Task prompt - Pick out every line in the rows below that contains the word "mechanism", and copy each one. Case counts.

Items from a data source

◇ ◇ ◇

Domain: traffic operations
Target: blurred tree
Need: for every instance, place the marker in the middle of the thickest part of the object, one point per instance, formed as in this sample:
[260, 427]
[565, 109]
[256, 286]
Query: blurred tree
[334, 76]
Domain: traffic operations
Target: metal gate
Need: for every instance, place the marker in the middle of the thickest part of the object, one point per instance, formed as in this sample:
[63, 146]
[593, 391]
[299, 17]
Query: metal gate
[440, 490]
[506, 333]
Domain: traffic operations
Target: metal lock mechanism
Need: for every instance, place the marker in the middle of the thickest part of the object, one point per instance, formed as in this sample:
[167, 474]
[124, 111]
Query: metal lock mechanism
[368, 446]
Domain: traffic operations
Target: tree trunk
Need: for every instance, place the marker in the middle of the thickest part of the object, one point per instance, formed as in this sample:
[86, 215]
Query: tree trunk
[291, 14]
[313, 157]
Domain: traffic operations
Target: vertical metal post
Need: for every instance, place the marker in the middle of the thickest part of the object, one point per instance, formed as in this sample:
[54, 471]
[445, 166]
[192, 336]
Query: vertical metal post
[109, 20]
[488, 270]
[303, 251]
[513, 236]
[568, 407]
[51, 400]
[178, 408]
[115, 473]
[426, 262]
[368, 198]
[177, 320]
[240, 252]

◇ ◇ ◇

Answer for the task -
Target: metal lock mechanism
Query: metal lock mechanism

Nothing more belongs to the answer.